'''

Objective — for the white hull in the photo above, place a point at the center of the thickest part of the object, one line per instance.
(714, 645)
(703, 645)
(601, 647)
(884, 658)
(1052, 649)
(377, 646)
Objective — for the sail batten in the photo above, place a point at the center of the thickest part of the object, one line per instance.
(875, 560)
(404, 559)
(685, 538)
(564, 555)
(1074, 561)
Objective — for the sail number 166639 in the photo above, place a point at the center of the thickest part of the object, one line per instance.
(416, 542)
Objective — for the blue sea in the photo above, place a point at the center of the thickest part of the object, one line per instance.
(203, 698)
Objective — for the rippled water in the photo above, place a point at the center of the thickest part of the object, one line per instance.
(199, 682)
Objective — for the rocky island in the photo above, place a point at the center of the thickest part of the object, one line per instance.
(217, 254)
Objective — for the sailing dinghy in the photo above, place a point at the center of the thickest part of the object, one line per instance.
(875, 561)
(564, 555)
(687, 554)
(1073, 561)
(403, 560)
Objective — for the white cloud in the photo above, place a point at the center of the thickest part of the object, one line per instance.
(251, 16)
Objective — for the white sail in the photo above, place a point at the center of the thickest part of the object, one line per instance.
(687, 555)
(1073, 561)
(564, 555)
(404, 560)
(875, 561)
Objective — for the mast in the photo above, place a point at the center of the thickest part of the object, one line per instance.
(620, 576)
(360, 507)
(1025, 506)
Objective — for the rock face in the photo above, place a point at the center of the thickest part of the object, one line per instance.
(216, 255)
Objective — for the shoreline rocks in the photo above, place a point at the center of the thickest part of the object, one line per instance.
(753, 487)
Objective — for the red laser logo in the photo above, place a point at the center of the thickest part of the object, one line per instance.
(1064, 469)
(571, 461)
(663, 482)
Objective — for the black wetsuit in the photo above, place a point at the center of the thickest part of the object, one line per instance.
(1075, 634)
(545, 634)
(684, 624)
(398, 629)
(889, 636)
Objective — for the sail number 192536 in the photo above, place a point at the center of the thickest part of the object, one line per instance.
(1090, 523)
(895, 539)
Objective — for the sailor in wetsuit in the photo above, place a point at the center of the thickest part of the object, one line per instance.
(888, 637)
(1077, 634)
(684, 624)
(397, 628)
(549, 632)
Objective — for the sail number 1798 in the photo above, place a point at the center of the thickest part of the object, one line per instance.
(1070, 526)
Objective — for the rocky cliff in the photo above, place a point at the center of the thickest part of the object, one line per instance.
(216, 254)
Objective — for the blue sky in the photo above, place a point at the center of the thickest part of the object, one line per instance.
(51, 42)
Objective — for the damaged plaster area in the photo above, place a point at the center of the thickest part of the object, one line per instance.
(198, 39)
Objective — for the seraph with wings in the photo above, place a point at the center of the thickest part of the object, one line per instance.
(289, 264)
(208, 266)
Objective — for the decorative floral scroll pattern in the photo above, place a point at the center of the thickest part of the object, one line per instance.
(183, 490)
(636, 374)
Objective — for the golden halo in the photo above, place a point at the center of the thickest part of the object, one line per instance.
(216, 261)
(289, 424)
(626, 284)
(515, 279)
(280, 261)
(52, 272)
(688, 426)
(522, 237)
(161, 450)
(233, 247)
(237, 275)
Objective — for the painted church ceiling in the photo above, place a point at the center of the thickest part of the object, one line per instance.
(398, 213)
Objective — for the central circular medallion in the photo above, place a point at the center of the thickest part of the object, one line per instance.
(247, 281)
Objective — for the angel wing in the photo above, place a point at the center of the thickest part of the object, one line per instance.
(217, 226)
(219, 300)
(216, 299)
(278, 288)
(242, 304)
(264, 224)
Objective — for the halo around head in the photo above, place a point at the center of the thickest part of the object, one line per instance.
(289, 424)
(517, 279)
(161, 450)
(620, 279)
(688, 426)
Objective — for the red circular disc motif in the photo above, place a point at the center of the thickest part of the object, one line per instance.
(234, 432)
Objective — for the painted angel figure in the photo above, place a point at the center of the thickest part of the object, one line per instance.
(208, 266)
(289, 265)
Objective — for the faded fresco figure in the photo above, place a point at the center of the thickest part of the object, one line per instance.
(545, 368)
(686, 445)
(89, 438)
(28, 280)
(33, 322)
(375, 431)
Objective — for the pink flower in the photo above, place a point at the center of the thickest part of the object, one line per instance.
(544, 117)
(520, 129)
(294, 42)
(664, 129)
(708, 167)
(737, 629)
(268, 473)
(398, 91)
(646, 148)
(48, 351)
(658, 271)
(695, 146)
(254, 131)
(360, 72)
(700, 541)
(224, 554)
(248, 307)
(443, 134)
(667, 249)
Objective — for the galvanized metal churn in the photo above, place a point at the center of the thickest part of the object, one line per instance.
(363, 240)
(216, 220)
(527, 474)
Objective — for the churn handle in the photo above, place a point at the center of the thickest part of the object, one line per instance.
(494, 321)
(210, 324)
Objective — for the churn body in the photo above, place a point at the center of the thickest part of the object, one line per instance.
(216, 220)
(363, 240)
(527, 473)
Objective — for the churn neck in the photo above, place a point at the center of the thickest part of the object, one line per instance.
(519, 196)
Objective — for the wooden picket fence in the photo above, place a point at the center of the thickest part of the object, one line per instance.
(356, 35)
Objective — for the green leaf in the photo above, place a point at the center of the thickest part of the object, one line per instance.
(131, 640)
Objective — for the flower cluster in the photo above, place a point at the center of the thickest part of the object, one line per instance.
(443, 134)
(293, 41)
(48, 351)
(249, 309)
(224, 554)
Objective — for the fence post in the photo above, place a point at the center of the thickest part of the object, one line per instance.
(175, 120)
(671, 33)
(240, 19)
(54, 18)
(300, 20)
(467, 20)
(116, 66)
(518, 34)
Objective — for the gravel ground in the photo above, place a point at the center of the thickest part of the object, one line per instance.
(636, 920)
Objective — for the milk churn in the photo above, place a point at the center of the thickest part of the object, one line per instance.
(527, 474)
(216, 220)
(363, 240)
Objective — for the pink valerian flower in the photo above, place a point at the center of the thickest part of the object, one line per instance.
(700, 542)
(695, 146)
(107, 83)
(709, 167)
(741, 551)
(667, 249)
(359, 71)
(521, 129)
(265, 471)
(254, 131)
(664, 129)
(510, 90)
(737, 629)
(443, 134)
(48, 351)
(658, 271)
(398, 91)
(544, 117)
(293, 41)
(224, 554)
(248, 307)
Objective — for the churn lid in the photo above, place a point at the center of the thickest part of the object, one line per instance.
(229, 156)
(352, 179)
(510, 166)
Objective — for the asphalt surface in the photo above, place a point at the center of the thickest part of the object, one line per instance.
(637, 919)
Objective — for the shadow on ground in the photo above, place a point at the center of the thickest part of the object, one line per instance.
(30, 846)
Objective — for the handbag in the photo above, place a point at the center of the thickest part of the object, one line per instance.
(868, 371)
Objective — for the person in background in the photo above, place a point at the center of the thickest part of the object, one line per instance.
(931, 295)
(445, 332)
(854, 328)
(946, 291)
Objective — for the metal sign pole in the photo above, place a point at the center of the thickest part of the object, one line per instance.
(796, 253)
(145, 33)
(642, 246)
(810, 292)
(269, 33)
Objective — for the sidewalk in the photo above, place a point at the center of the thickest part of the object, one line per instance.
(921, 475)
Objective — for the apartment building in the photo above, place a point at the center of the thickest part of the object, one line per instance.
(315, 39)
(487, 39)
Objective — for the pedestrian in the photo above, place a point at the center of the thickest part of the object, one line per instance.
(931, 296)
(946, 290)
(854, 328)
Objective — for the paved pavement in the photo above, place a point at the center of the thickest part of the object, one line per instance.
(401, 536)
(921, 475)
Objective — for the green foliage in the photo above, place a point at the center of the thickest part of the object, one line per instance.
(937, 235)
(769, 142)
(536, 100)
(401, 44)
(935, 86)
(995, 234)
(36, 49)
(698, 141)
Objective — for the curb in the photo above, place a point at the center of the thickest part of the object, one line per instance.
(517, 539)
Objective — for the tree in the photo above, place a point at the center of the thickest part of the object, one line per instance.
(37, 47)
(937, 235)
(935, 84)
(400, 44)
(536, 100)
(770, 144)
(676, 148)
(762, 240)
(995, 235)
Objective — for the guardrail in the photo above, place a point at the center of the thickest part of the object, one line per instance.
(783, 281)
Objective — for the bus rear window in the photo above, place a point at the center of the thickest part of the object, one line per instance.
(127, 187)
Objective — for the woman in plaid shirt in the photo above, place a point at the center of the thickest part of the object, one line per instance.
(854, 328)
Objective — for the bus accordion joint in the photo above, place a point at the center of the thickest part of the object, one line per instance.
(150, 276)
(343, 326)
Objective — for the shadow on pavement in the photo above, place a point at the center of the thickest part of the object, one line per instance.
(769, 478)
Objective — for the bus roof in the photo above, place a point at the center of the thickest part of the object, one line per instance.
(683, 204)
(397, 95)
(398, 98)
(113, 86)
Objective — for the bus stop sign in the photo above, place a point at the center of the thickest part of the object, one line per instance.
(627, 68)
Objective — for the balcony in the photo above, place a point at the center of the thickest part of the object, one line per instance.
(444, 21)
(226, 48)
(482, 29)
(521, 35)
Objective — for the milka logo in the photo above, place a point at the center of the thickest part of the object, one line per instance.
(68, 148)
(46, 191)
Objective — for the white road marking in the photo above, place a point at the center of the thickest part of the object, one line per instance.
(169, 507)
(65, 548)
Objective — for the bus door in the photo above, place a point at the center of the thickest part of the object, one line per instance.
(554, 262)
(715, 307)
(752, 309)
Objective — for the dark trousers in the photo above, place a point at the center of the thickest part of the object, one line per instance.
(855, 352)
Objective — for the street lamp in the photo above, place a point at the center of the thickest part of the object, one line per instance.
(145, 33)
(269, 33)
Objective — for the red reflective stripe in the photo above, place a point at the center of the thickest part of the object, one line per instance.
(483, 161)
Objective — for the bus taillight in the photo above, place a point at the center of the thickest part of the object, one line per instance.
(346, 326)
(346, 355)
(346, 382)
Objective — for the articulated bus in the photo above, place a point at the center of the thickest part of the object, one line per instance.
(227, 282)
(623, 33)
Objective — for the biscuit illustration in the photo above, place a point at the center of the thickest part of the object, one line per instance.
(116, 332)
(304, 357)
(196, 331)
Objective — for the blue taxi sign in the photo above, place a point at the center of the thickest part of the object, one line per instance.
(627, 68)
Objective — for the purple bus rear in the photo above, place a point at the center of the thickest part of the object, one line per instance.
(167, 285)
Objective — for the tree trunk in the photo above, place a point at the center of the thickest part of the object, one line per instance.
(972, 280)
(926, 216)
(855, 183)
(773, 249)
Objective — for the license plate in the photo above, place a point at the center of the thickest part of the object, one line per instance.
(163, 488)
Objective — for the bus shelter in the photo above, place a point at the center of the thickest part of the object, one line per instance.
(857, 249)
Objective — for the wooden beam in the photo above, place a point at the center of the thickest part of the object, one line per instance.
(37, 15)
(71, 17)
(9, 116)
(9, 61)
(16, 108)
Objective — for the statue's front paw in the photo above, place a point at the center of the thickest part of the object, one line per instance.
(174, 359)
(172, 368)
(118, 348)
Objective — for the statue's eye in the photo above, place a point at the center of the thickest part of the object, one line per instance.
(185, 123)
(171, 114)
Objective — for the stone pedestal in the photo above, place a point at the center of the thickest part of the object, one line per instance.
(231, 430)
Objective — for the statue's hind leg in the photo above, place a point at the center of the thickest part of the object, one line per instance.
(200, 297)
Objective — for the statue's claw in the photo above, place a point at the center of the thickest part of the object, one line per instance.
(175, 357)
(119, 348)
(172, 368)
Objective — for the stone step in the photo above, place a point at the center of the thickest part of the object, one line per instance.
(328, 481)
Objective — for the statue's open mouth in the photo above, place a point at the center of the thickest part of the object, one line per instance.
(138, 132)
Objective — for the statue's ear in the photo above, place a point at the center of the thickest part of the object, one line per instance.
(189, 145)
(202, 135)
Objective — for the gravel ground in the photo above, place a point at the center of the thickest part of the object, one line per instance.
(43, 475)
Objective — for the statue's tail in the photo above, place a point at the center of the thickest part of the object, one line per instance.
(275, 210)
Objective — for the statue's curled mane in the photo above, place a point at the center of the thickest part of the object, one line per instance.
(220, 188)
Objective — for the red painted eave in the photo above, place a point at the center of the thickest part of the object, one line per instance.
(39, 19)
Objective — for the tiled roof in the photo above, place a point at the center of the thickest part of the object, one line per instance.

'''

Exercise instructions
Copy out the stretch of lines from the one containing "Objective — for the statue's open" through the last line, keeping each line in full, and shift every point coordinate up by 106.

Result of the exercise
Objective — for the statue's open mouth in the photo above, place a point at the center of the thickest part of the object, one line per instance.
(244, 238)
Objective — for the statue's ear in the photo above, place a point at the center of the thickest part of the object, one line per instance.
(295, 251)
(308, 241)
Objective — for the gravel ground in the photo above, place a point at the center of the thickest part of the object, one line per instance.
(149, 581)
Objective — for the statue's tail in the photo above, place a point at the center of the thickest part of the object, one line per instance.
(381, 316)
Objective — for the statue's curled mane in the photo above, place a point at the center of the thickest part of the object, one line per instance.
(326, 294)
Objective — for the red painted eave in the photo above, place a point at the center of the thickest part of the object, one line per instance.
(145, 125)
Objective — for the tiled roof in the photo above, place a point at the center of the thickest part of the object, one line per instance.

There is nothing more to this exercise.